*Selection*:
Checkpoint feature via steps instead of epoch #724

mylesgoose · 2024-10-11T03:21:50Z

🚀 The feature, motivation and pitch

at the moment the scritp only saves via epoch. for large data sets this is quite bad.

Alternatives

i crated an alternative here here

Additional context

the script will now save at the specified interval during the traning. and mark the files or folder according to the step and epoch. also it fixes some of the errors found in the original logic

mreso · 2024-10-11T21:18:45Z

Hi @mylesgoose I think that could be a great idea. Can you share a bit how the interface would look after this integration?

mylesgoose · 2024-10-12T00:31:14Z

well i actually implemented it above. :-) @mreso
you could test for me if you like.
I have only test for fully sharded. the added feature is checkpoints_interval and max checkpoints to keep.
also in the interface there is a picture of a llama if you are gpu poor lol.
https://github.com/mylesgoose/llama-recipes/tree/llama-3.2-vision

i had to change quite allot of things so this would need to be tested by others before pull request.

*To be done*:
Rename "checkpoints_interval" as "checkpoint_steps" and write out the checkpoint thread again from "I have only" to "before pull request.".

*Source excerpt*:
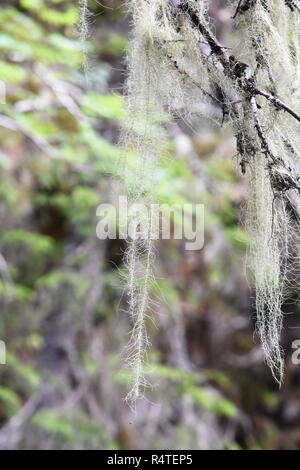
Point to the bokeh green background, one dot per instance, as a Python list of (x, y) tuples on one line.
[(63, 315)]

*Expected answer*:
I have only test for fully sharded. the added feature is checkpoint_steps and max checkpoints to keep.
also in the interface there is a picture of a llama if you are gpu poor lol.
https://github.com/mylesgoose/llama-recipes/tree/llama-3.2-vision

i had to change quite allot of things so this would need to be tested by others before pull request.